== Dataset items ==
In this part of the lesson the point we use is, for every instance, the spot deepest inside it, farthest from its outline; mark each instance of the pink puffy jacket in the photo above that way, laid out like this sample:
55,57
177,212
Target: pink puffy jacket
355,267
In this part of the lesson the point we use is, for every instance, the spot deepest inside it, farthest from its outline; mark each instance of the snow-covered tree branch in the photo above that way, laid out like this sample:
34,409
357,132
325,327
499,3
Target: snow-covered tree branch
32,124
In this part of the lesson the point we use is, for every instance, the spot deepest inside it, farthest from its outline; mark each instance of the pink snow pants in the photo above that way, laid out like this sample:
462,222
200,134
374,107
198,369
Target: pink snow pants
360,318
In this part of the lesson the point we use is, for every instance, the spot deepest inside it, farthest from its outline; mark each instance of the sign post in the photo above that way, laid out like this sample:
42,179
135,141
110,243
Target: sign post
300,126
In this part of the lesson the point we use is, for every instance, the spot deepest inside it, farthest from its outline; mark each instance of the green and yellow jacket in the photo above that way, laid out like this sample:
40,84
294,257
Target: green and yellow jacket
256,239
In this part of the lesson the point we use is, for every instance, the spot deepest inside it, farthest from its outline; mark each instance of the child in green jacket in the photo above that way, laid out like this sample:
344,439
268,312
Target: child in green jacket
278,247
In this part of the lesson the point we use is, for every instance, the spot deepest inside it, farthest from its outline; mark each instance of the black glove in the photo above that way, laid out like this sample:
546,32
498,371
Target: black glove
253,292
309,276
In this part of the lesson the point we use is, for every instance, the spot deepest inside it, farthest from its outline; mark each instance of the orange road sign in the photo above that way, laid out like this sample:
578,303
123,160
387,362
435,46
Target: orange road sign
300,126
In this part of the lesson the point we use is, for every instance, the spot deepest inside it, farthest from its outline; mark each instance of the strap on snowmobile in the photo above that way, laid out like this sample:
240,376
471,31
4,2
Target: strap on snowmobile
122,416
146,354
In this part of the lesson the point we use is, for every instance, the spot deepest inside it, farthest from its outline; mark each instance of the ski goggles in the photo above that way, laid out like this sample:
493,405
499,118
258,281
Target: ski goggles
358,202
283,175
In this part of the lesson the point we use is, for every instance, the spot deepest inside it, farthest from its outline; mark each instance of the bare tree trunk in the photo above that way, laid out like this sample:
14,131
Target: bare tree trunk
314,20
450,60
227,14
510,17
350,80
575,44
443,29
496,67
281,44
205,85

== Your instructions ==
Each line above must be reproduced exactly as it stands.

== Solution to this exercise ==
In this part of the lesson the point we use is, for every instance, the spot deepest inside it, farthest from its outline; mark each instance of the pink puffy jacket in the photo above that way, laid out like this sample:
55,57
177,212
Target: pink puffy jacket
355,267
In this part of the lesson the point we use is, for every instance, the spot deepest inside it, farthest from its outline; mark each instance of the snow-covered tree branch in the photo above that way, laid out like this sample:
34,409
357,132
325,327
499,3
Target: snow-covered tree branch
32,124
In this part of the lesson the point we use is, for every instance, the spot deepest inside it, farthest from its outline; mark each instance of the pink snow pants in the photo above that way, laid out like this sample:
462,222
200,134
374,107
198,369
Target: pink snow pants
360,318
In this part of the lesson the point we use is, for every instance, the spot deepest inside it, farthest from its outline; mark each instance of the sign post in the photo above that way, laid out like this sample:
42,179
135,141
110,243
Target: sign post
300,126
In this part of the lesson the point we use is, for every instance, the spot deepest inside it, farthest from its outline; mark each instance of the green and yellow jacket in the photo above that way, laid out like this sample:
40,84
294,257
Target: green and yellow jacket
256,239
In this part of the lesson the point we use is, for every instance, the spot deepest inside it, farthest from its outline; mark each instance of the child in green jacket in the photo above that way, laid out like this sample:
344,439
268,312
Target: child in green jacket
278,247
In this part of the lesson the point we use is, for every instance, the spot deepest inside it, farthest from its outline; mark each instance of the black glove in the photo above that way, laid out like this sample:
546,32
498,371
Target: black glove
253,292
309,276
In this part of the lesson the point we use is, for every instance, the spot deepest inside it, farthest from its outline; mark each instance of the orange road sign in the photo above that way, laid out like this sample:
578,303
123,160
387,362
435,46
Target: orange road sign
300,126
In this part of the lesson the point we use is, for every instance, the spot deepest inside it, farthest from its outline; mark each instance of the strap on snowmobile in the photo above that way, laid out like this sample:
240,376
471,31
4,2
Target: strap on snowmobile
122,416
146,354
In this part of the lesson the point we use is, for every instance, the spot deepest inside it, farthest from its outline; mark each instance of the ski goggles in the photo above that way, laid out like this sample:
493,405
499,118
258,281
Target: ski goggles
358,202
283,175
In this part of the lesson the point we use is, for every instance, the spot deepest inside it, farthest from its outline; mark each instance of the bare tree trunk in the photo above that way, laid out like this sample:
14,131
Target: bare tree trunk
314,20
450,60
227,14
510,17
350,80
575,44
443,29
496,67
281,44
205,85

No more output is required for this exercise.